EXERCISE AIM: Pictures should be left out when the listing below is repeated word for word.

━━━

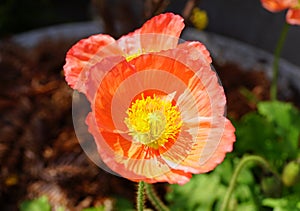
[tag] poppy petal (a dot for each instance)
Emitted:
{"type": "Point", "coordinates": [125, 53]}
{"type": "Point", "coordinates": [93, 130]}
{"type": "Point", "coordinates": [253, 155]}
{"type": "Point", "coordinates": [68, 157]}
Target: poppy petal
{"type": "Point", "coordinates": [278, 5]}
{"type": "Point", "coordinates": [82, 56]}
{"type": "Point", "coordinates": [130, 166]}
{"type": "Point", "coordinates": [293, 16]}
{"type": "Point", "coordinates": [159, 33]}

━━━

TASK RESULT:
[tag] poppy petal (a dot for each instance)
Emitted:
{"type": "Point", "coordinates": [125, 53]}
{"type": "Point", "coordinates": [93, 130]}
{"type": "Point", "coordinates": [253, 155]}
{"type": "Point", "coordinates": [68, 157]}
Target: poppy petal
{"type": "Point", "coordinates": [278, 5]}
{"type": "Point", "coordinates": [82, 56]}
{"type": "Point", "coordinates": [130, 166]}
{"type": "Point", "coordinates": [293, 16]}
{"type": "Point", "coordinates": [159, 33]}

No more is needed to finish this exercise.